Selected text ->
Thursday, January 26, 2017

Do not ban anything

I have a soft corner for Kamal Hassan. I get hints of a progressive mind even given how deftly he hides behind all those make up tricks he shows off in his movies.
I remember to have read many years ago about his musing that he should have married his former wife (which one you ask? Sarika) after the latter gave birth to her second daughter (both with Kamal Hassan). To put it another way, why Sarika and he should have avoided having a second child, after getting married (They could have gone to Las Vegas, gotten a divorce, have the second baby, and then get married again!).
His logic was, by getting married between their two children, the first one, in the eyes of the world (about which he seems not to care at all) would be illegitimate, and the second, legitimate. He disliked this discrimination between the two. That sounded quite logical and resembled some of the arguments I had advanced about marriages and children in some other context. So, some kind of kinship (one way, to be sure) between us was established.
But that soft corner turned quite rigid in the aftermath of his support for the recent bull-taming stir in Tamil Nadu. Lest I be misunderstood, I quickly add the following disclaimer: I am not taking sides on this issue, not at all.
However, till only about two days ago, I was wondering why Kamal was jumping into this fray. It is not as if he upholds Tamil culture, in all its manifestations, sincerely and so vigorously. Then came the blinding flash, yet clarifying the “why” of his position.

Data section ->
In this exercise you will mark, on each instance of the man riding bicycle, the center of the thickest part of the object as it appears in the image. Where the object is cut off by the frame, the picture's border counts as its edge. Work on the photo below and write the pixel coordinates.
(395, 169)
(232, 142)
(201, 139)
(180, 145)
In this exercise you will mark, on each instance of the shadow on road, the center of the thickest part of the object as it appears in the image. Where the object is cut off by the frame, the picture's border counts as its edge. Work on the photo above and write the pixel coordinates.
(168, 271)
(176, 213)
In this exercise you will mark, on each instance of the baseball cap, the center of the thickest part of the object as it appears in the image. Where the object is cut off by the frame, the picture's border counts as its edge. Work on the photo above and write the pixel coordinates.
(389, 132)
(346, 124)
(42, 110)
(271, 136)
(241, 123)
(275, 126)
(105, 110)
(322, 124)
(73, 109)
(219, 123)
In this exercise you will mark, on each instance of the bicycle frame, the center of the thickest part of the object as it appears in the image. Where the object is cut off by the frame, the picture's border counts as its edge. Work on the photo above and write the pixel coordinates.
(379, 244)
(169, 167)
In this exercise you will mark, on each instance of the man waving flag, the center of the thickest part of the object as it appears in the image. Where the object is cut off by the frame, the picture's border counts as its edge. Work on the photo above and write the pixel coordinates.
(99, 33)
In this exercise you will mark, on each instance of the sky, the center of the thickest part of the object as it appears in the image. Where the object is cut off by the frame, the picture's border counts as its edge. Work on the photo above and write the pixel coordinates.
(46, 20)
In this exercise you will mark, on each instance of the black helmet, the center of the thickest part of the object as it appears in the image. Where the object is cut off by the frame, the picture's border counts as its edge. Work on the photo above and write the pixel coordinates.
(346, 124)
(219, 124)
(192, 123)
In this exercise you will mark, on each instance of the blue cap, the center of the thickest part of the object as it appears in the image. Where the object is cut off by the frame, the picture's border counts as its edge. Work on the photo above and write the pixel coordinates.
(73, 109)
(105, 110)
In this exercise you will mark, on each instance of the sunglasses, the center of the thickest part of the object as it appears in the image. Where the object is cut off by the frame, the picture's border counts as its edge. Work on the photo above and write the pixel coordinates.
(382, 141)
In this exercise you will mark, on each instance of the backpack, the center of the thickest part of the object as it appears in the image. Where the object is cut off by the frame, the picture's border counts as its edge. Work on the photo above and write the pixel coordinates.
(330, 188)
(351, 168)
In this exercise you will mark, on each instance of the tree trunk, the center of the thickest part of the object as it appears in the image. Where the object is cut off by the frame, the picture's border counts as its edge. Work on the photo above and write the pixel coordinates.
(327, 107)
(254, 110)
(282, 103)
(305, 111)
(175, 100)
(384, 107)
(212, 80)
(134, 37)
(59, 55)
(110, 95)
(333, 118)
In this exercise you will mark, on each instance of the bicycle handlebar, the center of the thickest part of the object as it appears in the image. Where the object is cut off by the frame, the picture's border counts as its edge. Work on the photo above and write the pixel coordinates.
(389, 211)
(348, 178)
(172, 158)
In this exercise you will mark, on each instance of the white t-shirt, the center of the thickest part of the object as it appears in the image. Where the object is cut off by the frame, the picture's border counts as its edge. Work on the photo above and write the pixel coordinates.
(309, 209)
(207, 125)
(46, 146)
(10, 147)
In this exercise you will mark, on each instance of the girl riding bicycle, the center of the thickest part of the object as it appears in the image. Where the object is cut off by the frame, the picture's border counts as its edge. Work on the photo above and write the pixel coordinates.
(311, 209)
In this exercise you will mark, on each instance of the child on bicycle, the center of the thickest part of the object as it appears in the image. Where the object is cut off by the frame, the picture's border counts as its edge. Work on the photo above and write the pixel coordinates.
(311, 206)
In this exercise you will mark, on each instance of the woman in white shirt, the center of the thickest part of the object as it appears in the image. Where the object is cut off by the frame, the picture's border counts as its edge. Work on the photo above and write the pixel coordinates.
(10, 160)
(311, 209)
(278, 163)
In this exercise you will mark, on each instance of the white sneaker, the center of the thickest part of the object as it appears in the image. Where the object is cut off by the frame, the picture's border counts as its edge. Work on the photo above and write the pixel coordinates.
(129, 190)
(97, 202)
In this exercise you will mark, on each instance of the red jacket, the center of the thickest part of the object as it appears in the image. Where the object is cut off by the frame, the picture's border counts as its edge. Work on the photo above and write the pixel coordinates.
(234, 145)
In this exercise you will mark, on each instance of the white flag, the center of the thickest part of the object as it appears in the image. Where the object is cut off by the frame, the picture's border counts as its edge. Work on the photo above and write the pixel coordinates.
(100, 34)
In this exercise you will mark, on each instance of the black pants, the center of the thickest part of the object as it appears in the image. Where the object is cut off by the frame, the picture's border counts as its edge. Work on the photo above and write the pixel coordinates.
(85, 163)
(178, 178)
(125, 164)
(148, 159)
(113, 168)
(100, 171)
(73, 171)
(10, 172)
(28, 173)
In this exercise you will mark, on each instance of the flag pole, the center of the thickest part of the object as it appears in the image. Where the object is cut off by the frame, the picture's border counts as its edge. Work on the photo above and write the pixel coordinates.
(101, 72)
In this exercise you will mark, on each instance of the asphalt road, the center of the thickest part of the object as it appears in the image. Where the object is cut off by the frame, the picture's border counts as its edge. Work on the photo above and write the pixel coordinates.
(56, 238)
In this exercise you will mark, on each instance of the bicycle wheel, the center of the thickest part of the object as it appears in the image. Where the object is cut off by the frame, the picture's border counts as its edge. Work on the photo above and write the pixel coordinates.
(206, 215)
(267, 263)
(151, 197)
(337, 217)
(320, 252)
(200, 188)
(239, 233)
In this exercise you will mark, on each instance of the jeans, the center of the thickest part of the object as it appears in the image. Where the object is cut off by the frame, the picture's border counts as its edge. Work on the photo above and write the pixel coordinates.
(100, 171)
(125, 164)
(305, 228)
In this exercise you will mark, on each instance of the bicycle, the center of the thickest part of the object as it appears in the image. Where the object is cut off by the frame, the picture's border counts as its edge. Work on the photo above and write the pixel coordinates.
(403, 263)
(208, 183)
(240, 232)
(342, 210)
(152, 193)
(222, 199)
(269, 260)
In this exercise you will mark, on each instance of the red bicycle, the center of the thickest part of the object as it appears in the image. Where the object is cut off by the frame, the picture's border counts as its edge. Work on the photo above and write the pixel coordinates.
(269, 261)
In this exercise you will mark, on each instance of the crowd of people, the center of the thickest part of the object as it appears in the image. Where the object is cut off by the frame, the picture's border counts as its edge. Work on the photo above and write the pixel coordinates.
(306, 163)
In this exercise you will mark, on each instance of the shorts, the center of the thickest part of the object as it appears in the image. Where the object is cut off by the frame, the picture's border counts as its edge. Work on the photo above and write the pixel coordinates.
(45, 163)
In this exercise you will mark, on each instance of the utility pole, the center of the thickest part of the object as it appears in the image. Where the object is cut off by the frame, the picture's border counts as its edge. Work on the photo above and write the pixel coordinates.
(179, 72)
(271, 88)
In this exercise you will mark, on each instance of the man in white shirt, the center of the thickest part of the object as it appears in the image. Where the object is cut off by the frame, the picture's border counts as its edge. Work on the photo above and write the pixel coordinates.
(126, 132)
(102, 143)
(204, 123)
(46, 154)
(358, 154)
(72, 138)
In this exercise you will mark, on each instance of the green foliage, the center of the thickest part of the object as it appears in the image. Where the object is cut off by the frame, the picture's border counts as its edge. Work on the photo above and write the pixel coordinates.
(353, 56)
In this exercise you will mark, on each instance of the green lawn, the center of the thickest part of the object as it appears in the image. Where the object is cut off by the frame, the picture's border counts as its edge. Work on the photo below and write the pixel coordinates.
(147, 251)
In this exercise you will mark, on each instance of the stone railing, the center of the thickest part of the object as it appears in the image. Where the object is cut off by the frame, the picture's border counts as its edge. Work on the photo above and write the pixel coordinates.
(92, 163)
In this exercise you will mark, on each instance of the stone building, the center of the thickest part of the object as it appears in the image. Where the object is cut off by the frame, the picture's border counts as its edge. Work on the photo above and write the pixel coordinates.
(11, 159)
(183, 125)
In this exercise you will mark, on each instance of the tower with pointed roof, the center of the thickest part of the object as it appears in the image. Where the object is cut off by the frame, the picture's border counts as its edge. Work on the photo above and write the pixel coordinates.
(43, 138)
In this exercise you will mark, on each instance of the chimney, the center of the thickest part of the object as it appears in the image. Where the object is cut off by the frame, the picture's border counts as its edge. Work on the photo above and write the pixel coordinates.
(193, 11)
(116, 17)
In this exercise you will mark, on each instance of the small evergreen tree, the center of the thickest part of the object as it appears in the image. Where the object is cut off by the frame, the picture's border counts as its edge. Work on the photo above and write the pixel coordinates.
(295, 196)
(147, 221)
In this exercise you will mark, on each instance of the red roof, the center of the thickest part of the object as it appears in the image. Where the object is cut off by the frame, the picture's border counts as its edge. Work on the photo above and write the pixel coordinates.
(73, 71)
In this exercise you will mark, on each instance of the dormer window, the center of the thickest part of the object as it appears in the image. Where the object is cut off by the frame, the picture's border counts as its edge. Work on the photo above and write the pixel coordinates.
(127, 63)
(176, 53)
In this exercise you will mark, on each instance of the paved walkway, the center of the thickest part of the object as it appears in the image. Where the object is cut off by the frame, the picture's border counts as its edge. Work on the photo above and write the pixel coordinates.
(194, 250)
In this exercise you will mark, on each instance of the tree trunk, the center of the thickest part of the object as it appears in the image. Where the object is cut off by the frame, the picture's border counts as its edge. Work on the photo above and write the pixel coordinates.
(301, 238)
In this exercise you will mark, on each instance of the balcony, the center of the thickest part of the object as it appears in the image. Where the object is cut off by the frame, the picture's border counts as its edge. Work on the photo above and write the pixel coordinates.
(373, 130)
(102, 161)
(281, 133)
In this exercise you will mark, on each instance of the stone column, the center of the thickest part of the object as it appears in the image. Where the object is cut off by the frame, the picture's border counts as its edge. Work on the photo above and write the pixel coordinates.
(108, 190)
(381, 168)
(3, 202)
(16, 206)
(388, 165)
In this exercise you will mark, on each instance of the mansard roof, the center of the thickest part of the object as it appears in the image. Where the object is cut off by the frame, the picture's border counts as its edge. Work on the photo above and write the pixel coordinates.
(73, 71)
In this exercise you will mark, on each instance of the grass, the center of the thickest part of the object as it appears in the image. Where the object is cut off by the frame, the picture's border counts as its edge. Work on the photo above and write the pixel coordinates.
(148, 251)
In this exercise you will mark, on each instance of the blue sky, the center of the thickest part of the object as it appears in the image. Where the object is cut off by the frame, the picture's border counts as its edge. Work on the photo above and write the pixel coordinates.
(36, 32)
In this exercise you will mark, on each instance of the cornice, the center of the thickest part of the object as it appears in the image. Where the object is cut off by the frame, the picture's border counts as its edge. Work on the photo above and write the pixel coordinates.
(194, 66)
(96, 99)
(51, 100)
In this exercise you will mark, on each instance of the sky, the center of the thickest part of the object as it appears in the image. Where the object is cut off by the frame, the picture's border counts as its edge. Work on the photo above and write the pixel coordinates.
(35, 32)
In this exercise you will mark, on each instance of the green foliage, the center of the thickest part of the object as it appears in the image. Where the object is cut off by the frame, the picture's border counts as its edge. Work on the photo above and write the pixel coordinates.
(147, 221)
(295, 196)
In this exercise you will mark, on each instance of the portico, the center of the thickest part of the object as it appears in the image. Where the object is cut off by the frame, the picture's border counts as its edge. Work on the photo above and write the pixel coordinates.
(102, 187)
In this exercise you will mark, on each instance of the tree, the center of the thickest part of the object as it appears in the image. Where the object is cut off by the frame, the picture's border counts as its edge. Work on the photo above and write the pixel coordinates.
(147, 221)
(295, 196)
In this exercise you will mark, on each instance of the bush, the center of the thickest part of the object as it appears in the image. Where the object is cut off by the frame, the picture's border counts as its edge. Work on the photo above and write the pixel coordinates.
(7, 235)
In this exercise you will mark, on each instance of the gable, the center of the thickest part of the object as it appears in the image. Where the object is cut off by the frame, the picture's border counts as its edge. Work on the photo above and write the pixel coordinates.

What to work on ->
**a)** Answer these questions about the blog post, one answer per line, marked the same way:
(i) What is the name of the former wife mentioned?
(ii) What recent stir in Tamil Nadu did Kamal Hassan support?
(iii) On what date was the post written?
**b)** Rewrite the part of the blog post starting with "Do not ban anything" and going on through "get married again!).", swapping "soft corner" for "fondness".
**c)** The blog post suggests in parentheses a way Kamal Hassan and Sarika could have handled the second child. List every step of that plan in order.

Answers below ->
**a)**
(i) Sarika
(ii) The bull-taming stir
(iii) Thursday, January 26, 2017

**b)**
Do not ban anything

I have a fondness for Kamal Hassan. I get hints of a progressive mind even given how deftly he hides behind all those make up tricks he shows off in his movies.
I remember to have read many years ago about his musing that he should have married his former wife (which one you ask? Sarika) after the latter gave birth to her second daughter (both with Kamal Hassan). To put it another way, why Sarika and he should have avoided having a second child, after getting married (They could have gone to Las Vegas, gotten a divorce, have the second baby, and then get married again!).

**c)**
1. Go to Las Vegas
2. Get a divorce
3. Have the second baby
4. Get married again